[Excerpts of labeled region data]
····················

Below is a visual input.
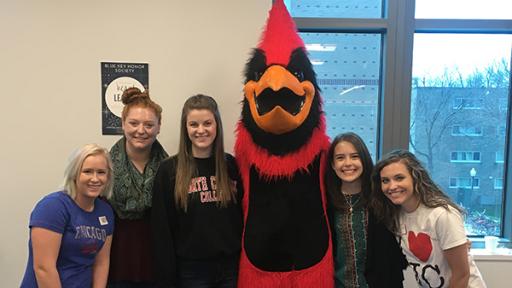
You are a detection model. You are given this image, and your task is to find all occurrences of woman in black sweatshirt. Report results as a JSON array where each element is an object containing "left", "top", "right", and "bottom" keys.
[{"left": 151, "top": 95, "right": 242, "bottom": 287}]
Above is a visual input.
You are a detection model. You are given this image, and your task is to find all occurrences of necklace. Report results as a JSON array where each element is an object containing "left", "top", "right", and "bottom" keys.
[{"left": 341, "top": 193, "right": 361, "bottom": 213}]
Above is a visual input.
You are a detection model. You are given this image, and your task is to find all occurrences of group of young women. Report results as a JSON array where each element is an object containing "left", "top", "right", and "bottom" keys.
[{"left": 21, "top": 88, "right": 485, "bottom": 288}]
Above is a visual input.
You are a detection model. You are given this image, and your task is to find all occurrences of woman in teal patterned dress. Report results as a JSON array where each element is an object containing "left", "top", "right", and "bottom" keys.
[{"left": 325, "top": 133, "right": 407, "bottom": 288}]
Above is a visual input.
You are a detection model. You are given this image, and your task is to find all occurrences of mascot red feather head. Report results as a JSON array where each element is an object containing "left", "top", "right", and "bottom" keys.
[{"left": 235, "top": 0, "right": 333, "bottom": 287}]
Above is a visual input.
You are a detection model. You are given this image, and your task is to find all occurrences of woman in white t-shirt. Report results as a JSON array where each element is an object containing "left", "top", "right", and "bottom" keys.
[{"left": 371, "top": 150, "right": 486, "bottom": 288}]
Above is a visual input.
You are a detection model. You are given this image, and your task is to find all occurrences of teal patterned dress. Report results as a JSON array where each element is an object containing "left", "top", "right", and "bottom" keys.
[{"left": 333, "top": 194, "right": 368, "bottom": 288}]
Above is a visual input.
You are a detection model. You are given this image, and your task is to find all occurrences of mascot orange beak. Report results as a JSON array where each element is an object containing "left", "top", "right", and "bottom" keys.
[{"left": 244, "top": 65, "right": 315, "bottom": 135}]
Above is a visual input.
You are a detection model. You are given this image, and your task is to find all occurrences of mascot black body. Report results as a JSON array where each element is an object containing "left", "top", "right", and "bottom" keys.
[{"left": 235, "top": 0, "right": 334, "bottom": 288}]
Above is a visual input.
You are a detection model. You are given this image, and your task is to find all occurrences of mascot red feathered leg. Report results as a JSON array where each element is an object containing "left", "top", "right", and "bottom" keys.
[{"left": 235, "top": 0, "right": 334, "bottom": 288}]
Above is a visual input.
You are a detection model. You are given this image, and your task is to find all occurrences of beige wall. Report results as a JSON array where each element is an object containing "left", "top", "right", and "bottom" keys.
[{"left": 0, "top": 0, "right": 271, "bottom": 287}]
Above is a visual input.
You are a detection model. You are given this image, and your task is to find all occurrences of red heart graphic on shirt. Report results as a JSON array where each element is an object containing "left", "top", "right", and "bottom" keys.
[{"left": 407, "top": 231, "right": 432, "bottom": 262}]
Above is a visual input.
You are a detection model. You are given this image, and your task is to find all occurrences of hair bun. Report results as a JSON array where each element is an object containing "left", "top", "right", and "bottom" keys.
[{"left": 121, "top": 87, "right": 149, "bottom": 105}]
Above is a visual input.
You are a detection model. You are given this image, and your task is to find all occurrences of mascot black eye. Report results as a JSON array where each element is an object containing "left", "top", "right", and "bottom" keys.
[
  {"left": 253, "top": 71, "right": 263, "bottom": 82},
  {"left": 293, "top": 71, "right": 304, "bottom": 82}
]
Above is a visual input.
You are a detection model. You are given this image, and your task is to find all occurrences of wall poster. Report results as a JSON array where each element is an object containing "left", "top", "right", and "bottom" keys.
[{"left": 101, "top": 62, "right": 149, "bottom": 135}]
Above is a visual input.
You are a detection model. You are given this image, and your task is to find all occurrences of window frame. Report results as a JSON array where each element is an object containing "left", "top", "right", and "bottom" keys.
[{"left": 294, "top": 0, "right": 512, "bottom": 240}]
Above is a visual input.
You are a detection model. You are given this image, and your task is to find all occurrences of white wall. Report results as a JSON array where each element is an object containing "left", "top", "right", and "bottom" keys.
[{"left": 0, "top": 0, "right": 271, "bottom": 287}]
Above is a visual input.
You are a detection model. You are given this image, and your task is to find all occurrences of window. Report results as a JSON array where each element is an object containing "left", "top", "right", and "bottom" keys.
[
  {"left": 452, "top": 125, "right": 483, "bottom": 136},
  {"left": 450, "top": 151, "right": 480, "bottom": 163},
  {"left": 496, "top": 151, "right": 505, "bottom": 163},
  {"left": 494, "top": 178, "right": 503, "bottom": 189},
  {"left": 285, "top": 0, "right": 512, "bottom": 239},
  {"left": 496, "top": 125, "right": 505, "bottom": 136},
  {"left": 450, "top": 177, "right": 480, "bottom": 189},
  {"left": 452, "top": 98, "right": 484, "bottom": 110}
]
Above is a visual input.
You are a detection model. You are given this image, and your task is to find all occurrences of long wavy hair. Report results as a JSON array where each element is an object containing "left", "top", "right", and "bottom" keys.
[
  {"left": 370, "top": 150, "right": 464, "bottom": 234},
  {"left": 174, "top": 94, "right": 236, "bottom": 212},
  {"left": 325, "top": 132, "right": 373, "bottom": 211}
]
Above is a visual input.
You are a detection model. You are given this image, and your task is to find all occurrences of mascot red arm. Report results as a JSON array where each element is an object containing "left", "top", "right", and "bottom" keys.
[{"left": 235, "top": 0, "right": 334, "bottom": 288}]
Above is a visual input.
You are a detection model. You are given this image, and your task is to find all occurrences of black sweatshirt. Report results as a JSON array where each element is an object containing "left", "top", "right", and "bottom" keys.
[{"left": 151, "top": 153, "right": 243, "bottom": 287}]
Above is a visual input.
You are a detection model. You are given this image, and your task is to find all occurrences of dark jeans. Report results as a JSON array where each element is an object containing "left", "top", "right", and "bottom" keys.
[{"left": 178, "top": 257, "right": 239, "bottom": 288}]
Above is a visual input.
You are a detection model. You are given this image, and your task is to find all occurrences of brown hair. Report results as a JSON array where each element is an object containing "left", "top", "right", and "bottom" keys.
[
  {"left": 121, "top": 87, "right": 162, "bottom": 124},
  {"left": 371, "top": 150, "right": 464, "bottom": 233},
  {"left": 174, "top": 94, "right": 236, "bottom": 211}
]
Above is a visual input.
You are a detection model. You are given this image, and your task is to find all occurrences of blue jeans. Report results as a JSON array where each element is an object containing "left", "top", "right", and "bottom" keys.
[
  {"left": 178, "top": 257, "right": 239, "bottom": 288},
  {"left": 107, "top": 281, "right": 156, "bottom": 288}
]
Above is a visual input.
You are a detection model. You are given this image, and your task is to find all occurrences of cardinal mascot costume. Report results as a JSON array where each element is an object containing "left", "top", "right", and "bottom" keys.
[{"left": 235, "top": 0, "right": 334, "bottom": 288}]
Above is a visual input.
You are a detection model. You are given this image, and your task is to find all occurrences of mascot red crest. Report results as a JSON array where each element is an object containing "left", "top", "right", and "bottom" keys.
[{"left": 235, "top": 0, "right": 334, "bottom": 288}]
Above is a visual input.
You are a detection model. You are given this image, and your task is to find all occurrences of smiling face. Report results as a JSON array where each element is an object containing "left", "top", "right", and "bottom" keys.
[
  {"left": 332, "top": 141, "right": 363, "bottom": 184},
  {"left": 76, "top": 154, "right": 110, "bottom": 203},
  {"left": 380, "top": 162, "right": 419, "bottom": 212},
  {"left": 122, "top": 106, "right": 160, "bottom": 151},
  {"left": 186, "top": 109, "right": 217, "bottom": 158}
]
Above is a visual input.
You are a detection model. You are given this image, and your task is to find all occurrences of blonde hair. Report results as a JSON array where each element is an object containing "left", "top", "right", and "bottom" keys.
[
  {"left": 371, "top": 149, "right": 464, "bottom": 233},
  {"left": 63, "top": 144, "right": 113, "bottom": 199}
]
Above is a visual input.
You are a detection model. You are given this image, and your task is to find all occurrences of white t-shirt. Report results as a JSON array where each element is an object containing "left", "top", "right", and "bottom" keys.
[{"left": 400, "top": 205, "right": 486, "bottom": 288}]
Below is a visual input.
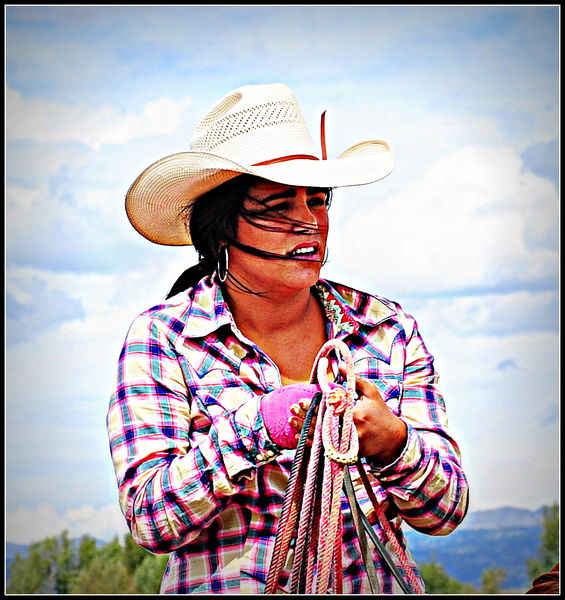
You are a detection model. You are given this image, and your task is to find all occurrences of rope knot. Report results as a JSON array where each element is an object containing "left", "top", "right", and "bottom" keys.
[{"left": 326, "top": 387, "right": 349, "bottom": 415}]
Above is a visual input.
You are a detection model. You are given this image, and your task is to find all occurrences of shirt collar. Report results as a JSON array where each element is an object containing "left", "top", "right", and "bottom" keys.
[
  {"left": 183, "top": 277, "right": 396, "bottom": 338},
  {"left": 316, "top": 279, "right": 396, "bottom": 333}
]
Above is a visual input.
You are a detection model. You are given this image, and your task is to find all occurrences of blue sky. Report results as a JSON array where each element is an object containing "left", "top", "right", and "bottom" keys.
[{"left": 5, "top": 5, "right": 560, "bottom": 543}]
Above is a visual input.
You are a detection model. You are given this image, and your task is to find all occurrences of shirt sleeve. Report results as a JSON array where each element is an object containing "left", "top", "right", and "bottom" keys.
[
  {"left": 107, "top": 315, "right": 276, "bottom": 553},
  {"left": 371, "top": 316, "right": 468, "bottom": 535}
]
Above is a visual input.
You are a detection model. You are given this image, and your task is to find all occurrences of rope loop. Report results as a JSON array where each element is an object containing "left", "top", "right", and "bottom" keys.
[{"left": 265, "top": 339, "right": 423, "bottom": 595}]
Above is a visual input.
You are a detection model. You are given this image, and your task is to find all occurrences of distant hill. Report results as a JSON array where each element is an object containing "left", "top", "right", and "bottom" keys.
[
  {"left": 6, "top": 506, "right": 542, "bottom": 592},
  {"left": 405, "top": 507, "right": 543, "bottom": 592}
]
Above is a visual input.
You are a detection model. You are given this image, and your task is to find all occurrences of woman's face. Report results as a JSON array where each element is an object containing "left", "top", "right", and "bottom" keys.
[{"left": 229, "top": 181, "right": 328, "bottom": 293}]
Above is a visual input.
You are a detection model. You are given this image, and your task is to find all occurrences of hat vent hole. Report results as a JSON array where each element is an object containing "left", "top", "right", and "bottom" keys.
[{"left": 199, "top": 92, "right": 241, "bottom": 129}]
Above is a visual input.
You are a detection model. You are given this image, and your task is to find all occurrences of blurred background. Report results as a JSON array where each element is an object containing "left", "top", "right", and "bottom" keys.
[{"left": 5, "top": 5, "right": 560, "bottom": 592}]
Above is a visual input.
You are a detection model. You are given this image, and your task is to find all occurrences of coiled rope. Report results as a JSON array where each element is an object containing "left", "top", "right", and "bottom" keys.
[{"left": 265, "top": 339, "right": 424, "bottom": 594}]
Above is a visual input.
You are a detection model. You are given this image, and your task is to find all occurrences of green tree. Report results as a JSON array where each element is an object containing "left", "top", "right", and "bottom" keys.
[
  {"left": 134, "top": 554, "right": 169, "bottom": 594},
  {"left": 6, "top": 531, "right": 82, "bottom": 594},
  {"left": 420, "top": 556, "right": 477, "bottom": 594},
  {"left": 480, "top": 569, "right": 507, "bottom": 594},
  {"left": 70, "top": 553, "right": 137, "bottom": 594},
  {"left": 526, "top": 503, "right": 559, "bottom": 580},
  {"left": 122, "top": 533, "right": 153, "bottom": 573}
]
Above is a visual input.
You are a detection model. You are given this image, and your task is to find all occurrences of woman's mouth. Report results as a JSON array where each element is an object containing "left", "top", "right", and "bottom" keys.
[{"left": 287, "top": 242, "right": 320, "bottom": 258}]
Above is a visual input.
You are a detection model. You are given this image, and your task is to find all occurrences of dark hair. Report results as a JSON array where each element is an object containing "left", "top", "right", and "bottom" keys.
[
  {"left": 163, "top": 174, "right": 251, "bottom": 298},
  {"left": 167, "top": 174, "right": 332, "bottom": 298}
]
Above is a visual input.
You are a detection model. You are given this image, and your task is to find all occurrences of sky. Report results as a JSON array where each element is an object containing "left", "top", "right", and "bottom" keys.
[{"left": 5, "top": 5, "right": 560, "bottom": 544}]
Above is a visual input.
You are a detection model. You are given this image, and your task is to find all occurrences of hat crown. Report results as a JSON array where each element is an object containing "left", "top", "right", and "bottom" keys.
[{"left": 190, "top": 83, "right": 315, "bottom": 165}]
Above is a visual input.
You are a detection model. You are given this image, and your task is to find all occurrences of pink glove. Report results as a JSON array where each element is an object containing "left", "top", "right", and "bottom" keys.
[{"left": 260, "top": 383, "right": 320, "bottom": 449}]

····················

_Goal_. List every line above that contains the string "blue", copying each one in full. Treat uppercase and lowercase letters as different.

_Full output_.
You are a detection model. You are given this image, and your task is to find all occurrences of blue jeans. Report results as a JSON array where each element is an object containing "left", "top", "right", and "bottom" keys.
You are a detection model. You are given this image, and your task is to find all occurrences of blue sky. Report results as a JSON array where each element is an object containing "left", "top", "right", and "bottom" keys.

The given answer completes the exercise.